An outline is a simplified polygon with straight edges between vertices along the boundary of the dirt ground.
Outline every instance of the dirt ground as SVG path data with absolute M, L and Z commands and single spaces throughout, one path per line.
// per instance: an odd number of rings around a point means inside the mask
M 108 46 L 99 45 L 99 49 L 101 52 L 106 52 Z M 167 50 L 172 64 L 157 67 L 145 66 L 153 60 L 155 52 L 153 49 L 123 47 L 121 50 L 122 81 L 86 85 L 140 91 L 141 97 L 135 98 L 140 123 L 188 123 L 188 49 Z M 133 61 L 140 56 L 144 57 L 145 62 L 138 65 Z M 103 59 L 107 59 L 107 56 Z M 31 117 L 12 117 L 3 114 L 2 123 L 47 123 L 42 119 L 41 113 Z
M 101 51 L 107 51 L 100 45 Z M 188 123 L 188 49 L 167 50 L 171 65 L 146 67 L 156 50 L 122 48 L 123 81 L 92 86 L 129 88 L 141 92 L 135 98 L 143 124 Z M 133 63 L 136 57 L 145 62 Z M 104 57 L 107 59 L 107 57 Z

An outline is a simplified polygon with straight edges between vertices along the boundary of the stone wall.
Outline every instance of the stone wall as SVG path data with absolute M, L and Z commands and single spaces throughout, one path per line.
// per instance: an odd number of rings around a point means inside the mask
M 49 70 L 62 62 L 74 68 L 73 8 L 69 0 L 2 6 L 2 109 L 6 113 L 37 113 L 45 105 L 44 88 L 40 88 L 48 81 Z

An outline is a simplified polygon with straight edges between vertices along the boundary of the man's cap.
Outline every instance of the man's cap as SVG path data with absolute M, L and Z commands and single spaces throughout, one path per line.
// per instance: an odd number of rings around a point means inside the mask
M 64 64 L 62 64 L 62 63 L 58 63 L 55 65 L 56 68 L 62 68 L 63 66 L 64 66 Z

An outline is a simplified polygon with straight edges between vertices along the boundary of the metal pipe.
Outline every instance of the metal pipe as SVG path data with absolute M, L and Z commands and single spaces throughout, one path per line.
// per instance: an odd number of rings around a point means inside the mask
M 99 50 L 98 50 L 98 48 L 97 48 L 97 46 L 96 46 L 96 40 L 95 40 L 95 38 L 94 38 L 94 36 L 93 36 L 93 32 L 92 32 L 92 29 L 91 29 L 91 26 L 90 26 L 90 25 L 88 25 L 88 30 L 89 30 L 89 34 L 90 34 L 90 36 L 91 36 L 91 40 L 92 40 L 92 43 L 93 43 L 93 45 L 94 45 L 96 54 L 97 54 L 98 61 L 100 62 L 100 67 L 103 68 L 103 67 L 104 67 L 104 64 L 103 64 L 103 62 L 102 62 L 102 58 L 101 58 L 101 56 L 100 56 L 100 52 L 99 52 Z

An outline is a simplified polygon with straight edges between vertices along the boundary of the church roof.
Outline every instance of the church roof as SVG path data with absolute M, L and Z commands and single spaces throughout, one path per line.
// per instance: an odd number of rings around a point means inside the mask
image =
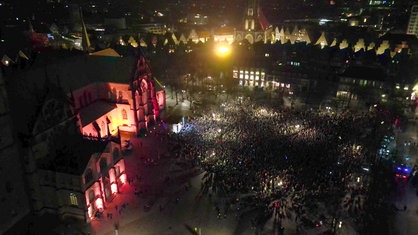
M 89 56 L 68 51 L 45 51 L 37 54 L 33 65 L 27 70 L 17 70 L 5 77 L 11 110 L 18 132 L 30 133 L 36 120 L 37 110 L 43 102 L 46 76 L 69 94 L 96 82 L 129 84 L 134 56 L 108 57 Z M 58 85 L 58 84 L 57 84 Z M 32 124 L 30 124 L 32 123 Z
M 79 111 L 81 118 L 81 125 L 83 127 L 97 120 L 99 117 L 105 115 L 106 113 L 112 111 L 116 108 L 115 104 L 105 102 L 105 101 L 96 101 L 87 107 L 82 108 Z

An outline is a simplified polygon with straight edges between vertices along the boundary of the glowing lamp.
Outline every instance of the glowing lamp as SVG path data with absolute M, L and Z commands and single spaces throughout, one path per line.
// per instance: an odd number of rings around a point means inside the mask
M 215 50 L 216 55 L 219 57 L 226 57 L 231 54 L 231 48 L 226 44 L 218 44 Z
M 99 210 L 103 209 L 103 199 L 97 198 L 97 200 L 96 200 L 96 208 L 99 209 Z
M 116 185 L 115 182 L 112 183 L 112 185 L 110 186 L 110 189 L 112 190 L 112 193 L 118 192 L 118 186 Z
M 126 183 L 126 173 L 123 173 L 122 175 L 120 175 L 120 181 L 122 181 L 123 184 Z
M 88 213 L 90 219 L 92 219 L 94 217 L 92 206 L 89 206 L 89 208 L 87 209 L 87 213 Z

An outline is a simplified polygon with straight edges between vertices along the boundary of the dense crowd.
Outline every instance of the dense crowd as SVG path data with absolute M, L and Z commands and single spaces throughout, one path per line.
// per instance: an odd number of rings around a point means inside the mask
M 369 112 L 295 111 L 237 100 L 190 120 L 176 138 L 180 156 L 207 172 L 205 193 L 250 194 L 266 206 L 281 200 L 302 214 L 314 202 L 345 205 L 353 176 L 375 151 L 363 144 L 373 123 Z

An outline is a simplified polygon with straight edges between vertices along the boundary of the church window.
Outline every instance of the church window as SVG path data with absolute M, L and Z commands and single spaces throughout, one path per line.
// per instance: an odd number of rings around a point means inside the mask
M 115 174 L 116 174 L 116 177 L 119 177 L 119 175 L 120 175 L 120 167 L 119 166 L 115 166 Z
M 126 113 L 125 109 L 122 109 L 122 119 L 123 120 L 128 120 L 128 114 Z
M 104 124 L 104 121 L 102 121 L 102 123 L 100 124 L 100 129 L 102 131 L 102 136 L 106 136 L 106 126 Z
M 113 149 L 113 158 L 118 158 L 119 157 L 119 148 L 114 148 Z
M 104 172 L 107 168 L 107 159 L 106 158 L 102 158 L 100 160 L 100 172 Z
M 92 203 L 94 201 L 94 191 L 90 190 L 89 192 L 89 202 Z
M 13 191 L 13 186 L 12 186 L 12 183 L 10 181 L 6 182 L 5 187 L 6 187 L 6 192 L 8 192 L 8 193 L 11 193 Z
M 78 102 L 80 103 L 80 107 L 84 107 L 83 97 L 78 97 Z
M 70 204 L 72 206 L 78 206 L 78 199 L 77 199 L 77 195 L 75 195 L 75 193 L 70 193 Z

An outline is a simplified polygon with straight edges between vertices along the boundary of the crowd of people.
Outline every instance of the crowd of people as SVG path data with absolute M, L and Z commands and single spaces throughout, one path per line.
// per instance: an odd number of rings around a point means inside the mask
M 282 205 L 300 216 L 318 203 L 343 209 L 353 175 L 376 151 L 366 140 L 379 127 L 374 124 L 381 124 L 377 119 L 371 112 L 295 111 L 236 100 L 190 120 L 175 138 L 179 156 L 206 171 L 204 193 L 251 194 L 267 208 L 285 200 Z

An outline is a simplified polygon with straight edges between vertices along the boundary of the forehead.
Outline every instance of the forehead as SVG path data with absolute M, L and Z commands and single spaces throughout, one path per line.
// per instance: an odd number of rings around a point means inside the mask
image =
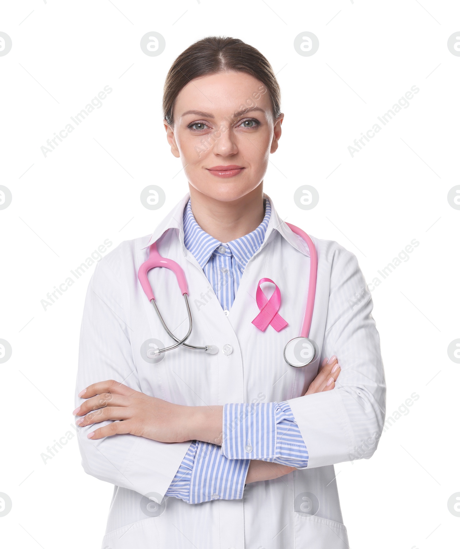
M 214 116 L 232 114 L 242 107 L 255 105 L 271 110 L 270 94 L 261 82 L 246 72 L 217 72 L 195 79 L 183 88 L 176 100 L 174 115 L 180 117 L 190 110 Z

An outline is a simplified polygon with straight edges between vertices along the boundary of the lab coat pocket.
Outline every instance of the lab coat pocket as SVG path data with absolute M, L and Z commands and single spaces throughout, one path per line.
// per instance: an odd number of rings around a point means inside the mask
M 346 528 L 339 522 L 294 512 L 296 549 L 349 549 Z

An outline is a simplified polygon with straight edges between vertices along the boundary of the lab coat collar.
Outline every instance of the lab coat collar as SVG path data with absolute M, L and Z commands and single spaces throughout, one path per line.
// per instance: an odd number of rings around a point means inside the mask
M 303 239 L 293 233 L 283 220 L 280 219 L 273 206 L 273 200 L 270 197 L 267 196 L 267 195 L 265 195 L 265 196 L 267 200 L 270 201 L 270 204 L 272 207 L 272 213 L 270 216 L 270 220 L 268 221 L 268 227 L 267 227 L 267 232 L 265 233 L 265 238 L 263 239 L 262 245 L 259 249 L 259 251 L 264 248 L 269 242 L 271 242 L 276 236 L 277 232 L 296 250 L 304 255 L 310 257 L 310 251 L 308 250 L 306 242 L 304 243 Z M 187 250 L 184 245 L 184 223 L 183 215 L 184 209 L 189 198 L 190 194 L 187 193 L 159 224 L 150 236 L 148 243 L 146 245 L 143 246 L 141 249 L 144 250 L 146 248 L 148 248 L 154 242 L 156 242 L 169 229 L 175 229 L 179 237 L 179 241 L 181 243 L 183 253 L 184 255 L 186 255 Z

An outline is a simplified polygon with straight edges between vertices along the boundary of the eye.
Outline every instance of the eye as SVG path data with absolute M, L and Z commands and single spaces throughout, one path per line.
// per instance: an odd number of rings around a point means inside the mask
M 240 125 L 238 127 L 240 128 L 255 128 L 257 126 L 260 125 L 260 122 L 259 120 L 256 120 L 255 118 L 248 118 L 245 120 L 243 120 L 242 122 L 240 122 Z
M 191 124 L 187 126 L 187 127 L 189 130 L 194 130 L 195 131 L 199 132 L 209 128 L 209 126 L 204 122 L 192 122 Z

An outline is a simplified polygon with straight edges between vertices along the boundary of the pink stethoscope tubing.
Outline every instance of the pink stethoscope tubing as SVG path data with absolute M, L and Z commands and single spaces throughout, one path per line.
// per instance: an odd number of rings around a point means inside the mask
M 293 233 L 301 237 L 307 243 L 310 251 L 310 278 L 308 280 L 308 293 L 307 296 L 307 305 L 305 307 L 305 315 L 304 317 L 304 323 L 302 324 L 302 330 L 300 332 L 300 336 L 302 338 L 307 338 L 310 333 L 310 329 L 311 326 L 311 321 L 313 318 L 313 308 L 315 306 L 315 296 L 316 295 L 316 278 L 318 273 L 318 255 L 316 253 L 316 248 L 313 240 L 307 234 L 307 233 L 299 229 L 295 225 L 293 225 L 290 223 L 287 223 L 286 225 L 292 231 Z
M 300 229 L 295 225 L 293 225 L 290 223 L 286 225 L 289 227 L 293 233 L 298 234 L 306 242 L 308 247 L 310 255 L 310 277 L 308 280 L 308 291 L 307 296 L 307 304 L 305 307 L 305 314 L 304 317 L 304 322 L 302 324 L 302 329 L 300 333 L 300 337 L 307 338 L 311 326 L 312 318 L 313 318 L 313 309 L 315 305 L 315 296 L 316 293 L 316 278 L 318 270 L 318 256 L 316 253 L 316 249 L 313 240 L 310 238 L 305 231 Z M 184 296 L 186 301 L 186 305 L 187 309 L 187 313 L 189 317 L 189 329 L 185 337 L 179 339 L 176 337 L 168 328 L 162 317 L 161 317 L 158 307 L 155 301 L 155 296 L 153 294 L 150 283 L 147 277 L 147 273 L 150 269 L 155 268 L 156 267 L 165 267 L 170 269 L 175 273 L 176 278 L 177 279 L 177 283 L 181 290 L 181 293 Z M 176 261 L 172 259 L 168 259 L 160 255 L 156 247 L 156 243 L 154 242 L 150 246 L 148 259 L 144 261 L 139 268 L 137 273 L 137 277 L 141 285 L 144 293 L 149 299 L 149 301 L 155 307 L 157 314 L 161 321 L 161 324 L 169 335 L 175 340 L 176 343 L 169 347 L 165 347 L 164 349 L 159 349 L 156 354 L 161 352 L 165 352 L 172 349 L 175 349 L 179 345 L 183 345 L 186 347 L 190 349 L 195 349 L 204 350 L 205 352 L 211 354 L 215 354 L 217 352 L 217 348 L 215 345 L 205 345 L 203 347 L 197 347 L 191 345 L 186 343 L 186 340 L 190 337 L 192 333 L 192 313 L 190 311 L 190 306 L 188 303 L 188 285 L 187 283 L 185 273 L 183 269 Z

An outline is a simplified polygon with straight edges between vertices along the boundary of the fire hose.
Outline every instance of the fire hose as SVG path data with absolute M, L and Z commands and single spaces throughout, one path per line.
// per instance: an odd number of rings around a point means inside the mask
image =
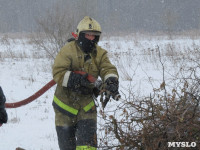
M 74 71 L 74 73 L 77 73 L 77 74 L 81 74 L 81 75 L 84 75 L 85 72 L 83 71 Z M 94 83 L 96 81 L 96 79 L 91 76 L 91 75 L 88 75 L 87 76 L 87 79 L 91 82 L 91 83 Z M 40 97 L 42 94 L 44 94 L 47 90 L 49 90 L 52 86 L 54 86 L 56 84 L 56 82 L 54 80 L 51 80 L 50 82 L 48 82 L 44 87 L 42 87 L 39 91 L 37 91 L 35 94 L 33 94 L 32 96 L 24 99 L 24 100 L 21 100 L 19 102 L 14 102 L 14 103 L 5 103 L 5 107 L 6 108 L 17 108 L 17 107 L 21 107 L 23 105 L 26 105 L 32 101 L 34 101 L 35 99 L 37 99 L 38 97 Z

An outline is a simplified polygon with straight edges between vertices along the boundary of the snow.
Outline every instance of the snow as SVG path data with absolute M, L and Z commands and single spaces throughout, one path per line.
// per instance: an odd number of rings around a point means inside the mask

Do this
Can you reproduce verbatim the lines starting at the one containing "the metal pipe." and ending at the one containing "M 88 213 L 90", both of those lines included, without the pictures?

The response
An outline is a simplified polygon with straight edges between vertices along the boundary of the metal pipe.
Outline every instance of the metal pipe as SVG path data with absolute M, L and Z commands and single spaces throughout, one path per line.
// per instance: an odd number of rings around a point means inside the mask
M 99 50 L 98 50 L 98 48 L 97 48 L 97 46 L 96 46 L 96 40 L 95 40 L 95 38 L 94 38 L 94 36 L 93 36 L 93 32 L 92 32 L 92 29 L 91 29 L 91 26 L 90 26 L 90 25 L 88 25 L 88 30 L 89 30 L 89 34 L 90 34 L 90 36 L 91 36 L 91 40 L 92 40 L 92 43 L 93 43 L 93 45 L 94 45 L 96 54 L 97 54 L 98 61 L 100 62 L 100 67 L 103 68 L 103 67 L 104 67 L 104 64 L 103 64 L 103 62 L 102 62 L 102 58 L 101 58 L 101 56 L 100 56 L 100 52 L 99 52 Z

An outline is a simplified polygon with straight edges between vertices along the boundary of the church roof.
Outline every instance of the church roof as SVG path data with absolute M, L and Z commands and single spaces throughout, one path per line.
// per instance: an odd number of rings around a point means inside the mask
image =
M 89 56 L 68 51 L 45 51 L 37 54 L 33 65 L 27 70 L 17 70 L 5 77 L 11 110 L 18 132 L 30 133 L 36 120 L 37 110 L 43 102 L 46 76 L 69 94 L 96 82 L 129 84 L 134 56 L 108 57 Z M 58 85 L 58 84 L 57 84 Z M 32 124 L 30 124 L 32 123 Z
M 79 111 L 81 118 L 81 125 L 83 127 L 97 120 L 99 117 L 105 115 L 106 113 L 112 111 L 116 108 L 115 104 L 105 102 L 105 101 L 96 101 L 87 107 L 82 108 Z

An outline is a simplified polygon with straight edges between vertices along the boundary of the glowing lamp.
Outline every instance of the glowing lamp as SVG path data with absolute M, L and Z commands and single spaces throughout, one path per line.
// per instance: an odd number of rings around a point means inside the mask
M 215 50 L 216 55 L 219 57 L 226 57 L 231 54 L 231 48 L 226 44 L 218 44 Z
M 99 210 L 103 209 L 103 199 L 97 198 L 97 200 L 96 200 L 96 208 L 99 209 Z
M 116 185 L 115 182 L 112 183 L 112 185 L 110 186 L 110 189 L 112 190 L 112 193 L 118 192 L 118 186 Z
M 126 183 L 126 173 L 123 173 L 122 175 L 120 175 L 120 181 L 122 181 L 123 184 Z
M 88 213 L 90 219 L 92 219 L 94 217 L 92 206 L 89 206 L 89 208 L 87 209 L 87 213 Z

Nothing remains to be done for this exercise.